(EXCERPTED TEXT)
+ + + + +

Loop to repeat transport steps to alternate the injection of two solutions

[maria15143]

Hi, nice to meet you. I'm trying to create a model that represents the biodegradation of acetate in a rectangular column of 60cm of lenght in which we alternate the injection of two solutions (one contains the nutrients and the other contains acetate). We have defined RATES, KINETICS, the two solutions and TRANSPORT. The solutions are changed every 400s, which is very low time compared to the time needed for biofilm growth. I wanted to find a way to loop the definition of the SOLUTION 0 which is injected (see example 15) so that the code goes back to the needed solution instead of having to define every time there we change the solution. I don't know if I'm explaining myself, but the end of the code is:


-------------------------------------------------------
[...]
PRINT
   -selected_out false

#10: I WANT THE PROGRAM TO RUN AGAIN FROM THIS AFTER IT FINISHES THE CODE
SOLUTION 0
   temp    23
   Ca   1.42389
   Mg   1.26036
   K   0.2147
   S(6)   0.07040
   N(5)   1.48363
   Na   6.05401
   C(4)   2.08562
   Cl   5.16867
   P    0.0147
END

PRINT
   -selected_out true
TRANSPORT #Injection 2
END

PRINT
   -selected_out false
SOLUTION 0 #Acetate solution that will go in
   temp   23   
   Ca   1.42389
   Mg   1.26036
   K   1.70200   
   Na   1.92652
    C(4)   2.08562
   Cl   5.16867
   P    0.01837
   Acetate   4.27
END

PRINT
   -selected_out true
TRANSPORT #Injection 3
   -shifts 4
END

SOLUTION 0
   temp    23
   Ca   1.42389
   Mg   1.26036
   K   0.2147
   S(6)   0.07040
   N(5)   1.48363
   Na   6.05401
   C(4)   2.08562
   Cl   5.16867
   P    0.0147
END
PRINT
   -selected_out true

TRANSPORT #Injection 4
   -shifts 4
END

#go to comment 10


Thank you very much

[dlparkhurst]

If you only have to alternate a few times, I would define the two infilling solutions as SOLUTION, say 1000 and 1001. Then you can copy to SOLUTION 0 as needed.

Code: [Select]

SOLUTION 1000
...
END
SOLUTION 1001
...
END
COPY solution 1000 0
END
TRANSPORT
END
COPY solution 1001 0
END
TRANSPORT
END

If you have to alternate many times, it is possible to program a series of calculations as in Example  8 of the manual. It can be difficult to figure out if you are just getting started, so the COPY approach is best unless you really need to do a lot of iterations.

[MichaelZ20]

Hi David,
I tried to modify the example 11 by following your template and using dump (the next flushing is performed by a different solution). Something goes wrong.

+ + + + +

(INFORMATION GIVEN)

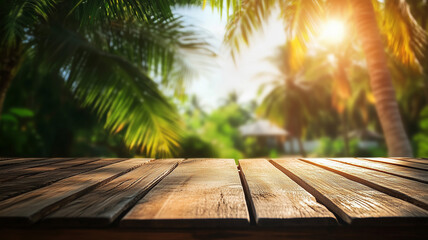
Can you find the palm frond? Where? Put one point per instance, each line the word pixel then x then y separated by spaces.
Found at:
pixel 301 18
pixel 404 37
pixel 17 15
pixel 245 21
pixel 118 90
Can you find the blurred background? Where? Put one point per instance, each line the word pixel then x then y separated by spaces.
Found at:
pixel 223 100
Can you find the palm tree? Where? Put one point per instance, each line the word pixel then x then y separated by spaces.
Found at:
pixel 106 53
pixel 404 39
pixel 293 101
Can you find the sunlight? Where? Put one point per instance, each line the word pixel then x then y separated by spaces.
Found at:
pixel 333 31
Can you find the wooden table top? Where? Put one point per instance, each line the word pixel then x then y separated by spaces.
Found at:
pixel 308 198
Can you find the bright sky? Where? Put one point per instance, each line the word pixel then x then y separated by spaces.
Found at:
pixel 211 88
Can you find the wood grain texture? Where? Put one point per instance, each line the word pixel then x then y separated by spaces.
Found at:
pixel 10 172
pixel 256 233
pixel 103 205
pixel 416 160
pixel 279 201
pixel 401 163
pixel 355 203
pixel 413 174
pixel 405 189
pixel 25 184
pixel 29 207
pixel 198 193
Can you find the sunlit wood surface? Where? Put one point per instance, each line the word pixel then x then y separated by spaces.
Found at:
pixel 308 198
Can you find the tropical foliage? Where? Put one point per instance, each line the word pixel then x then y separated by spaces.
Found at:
pixel 107 53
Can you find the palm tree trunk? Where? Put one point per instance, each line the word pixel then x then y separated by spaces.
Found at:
pixel 380 79
pixel 301 147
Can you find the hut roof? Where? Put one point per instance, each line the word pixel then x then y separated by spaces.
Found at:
pixel 262 128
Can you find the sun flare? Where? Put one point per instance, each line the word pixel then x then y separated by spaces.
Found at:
pixel 333 31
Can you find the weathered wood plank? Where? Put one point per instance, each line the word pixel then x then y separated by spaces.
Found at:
pixel 8 172
pixel 355 203
pixel 46 168
pixel 277 200
pixel 28 183
pixel 103 205
pixel 401 163
pixel 29 207
pixel 282 233
pixel 198 193
pixel 413 174
pixel 416 160
pixel 405 189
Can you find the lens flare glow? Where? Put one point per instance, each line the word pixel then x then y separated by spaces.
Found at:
pixel 333 31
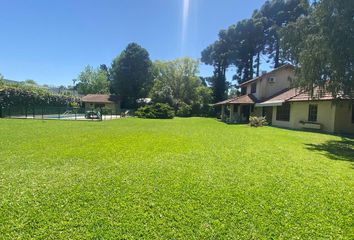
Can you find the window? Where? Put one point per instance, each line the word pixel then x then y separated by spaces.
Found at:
pixel 283 112
pixel 312 113
pixel 271 80
pixel 99 105
pixel 243 91
pixel 253 87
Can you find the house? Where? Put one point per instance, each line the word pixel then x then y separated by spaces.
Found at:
pixel 272 96
pixel 98 101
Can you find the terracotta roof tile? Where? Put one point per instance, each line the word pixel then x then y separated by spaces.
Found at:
pixel 271 72
pixel 244 99
pixel 100 98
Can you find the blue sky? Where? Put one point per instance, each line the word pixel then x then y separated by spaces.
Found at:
pixel 52 41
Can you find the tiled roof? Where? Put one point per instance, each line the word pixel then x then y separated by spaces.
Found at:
pixel 100 98
pixel 286 95
pixel 224 102
pixel 318 94
pixel 244 99
pixel 271 72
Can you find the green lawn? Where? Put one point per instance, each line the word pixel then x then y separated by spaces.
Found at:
pixel 172 179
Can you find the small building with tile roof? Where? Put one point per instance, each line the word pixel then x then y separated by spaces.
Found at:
pixel 107 102
pixel 271 95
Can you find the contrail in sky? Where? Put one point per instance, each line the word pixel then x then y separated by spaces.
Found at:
pixel 185 22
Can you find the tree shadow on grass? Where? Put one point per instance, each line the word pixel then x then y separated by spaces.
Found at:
pixel 342 150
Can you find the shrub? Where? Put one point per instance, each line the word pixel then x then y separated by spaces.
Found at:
pixel 184 110
pixel 258 121
pixel 155 111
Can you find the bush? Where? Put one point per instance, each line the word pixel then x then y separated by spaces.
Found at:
pixel 155 111
pixel 184 110
pixel 258 121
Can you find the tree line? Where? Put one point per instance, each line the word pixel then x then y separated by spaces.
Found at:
pixel 317 38
pixel 132 76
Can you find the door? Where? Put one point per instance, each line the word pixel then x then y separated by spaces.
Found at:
pixel 245 113
pixel 268 113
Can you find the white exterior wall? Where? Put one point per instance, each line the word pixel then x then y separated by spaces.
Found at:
pixel 266 89
pixel 299 112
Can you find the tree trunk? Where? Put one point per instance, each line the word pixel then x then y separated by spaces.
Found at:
pixel 258 62
pixel 277 52
pixel 251 67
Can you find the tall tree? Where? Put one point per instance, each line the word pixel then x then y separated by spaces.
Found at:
pixel 92 80
pixel 246 42
pixel 217 55
pixel 131 74
pixel 177 82
pixel 2 80
pixel 278 14
pixel 324 54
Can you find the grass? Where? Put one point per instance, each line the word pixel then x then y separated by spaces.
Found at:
pixel 172 179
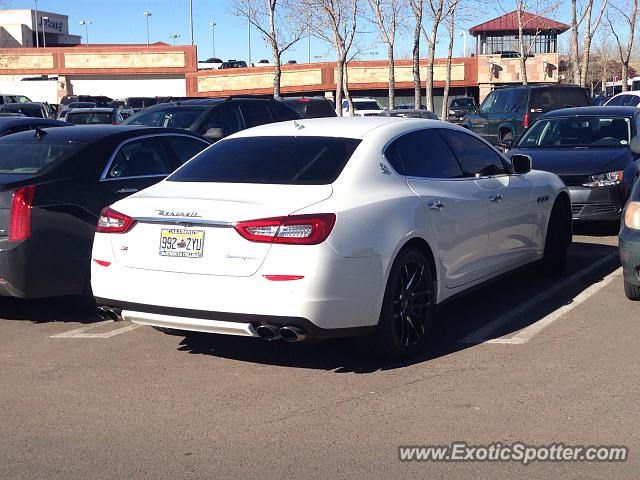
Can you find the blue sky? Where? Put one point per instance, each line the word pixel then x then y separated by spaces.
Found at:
pixel 122 21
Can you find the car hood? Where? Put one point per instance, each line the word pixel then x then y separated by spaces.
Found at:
pixel 577 161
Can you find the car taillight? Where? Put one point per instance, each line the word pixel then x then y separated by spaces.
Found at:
pixel 20 219
pixel 111 221
pixel 292 230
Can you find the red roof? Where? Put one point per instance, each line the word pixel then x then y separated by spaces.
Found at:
pixel 509 23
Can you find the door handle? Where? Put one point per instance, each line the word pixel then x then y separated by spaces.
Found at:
pixel 435 205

+ + + + +

(TASK DIRECTIONS)
Reproduce the stretch from "If you only" through "0 as needed." in the forum thread on alternating solution injections.

(TASK ANSWER)
If you only have to alternate a few times, I would define the two infilling solutions as SOLUTION, say 1000 and 1001. Then you can copy to SOLUTION 0 as needed.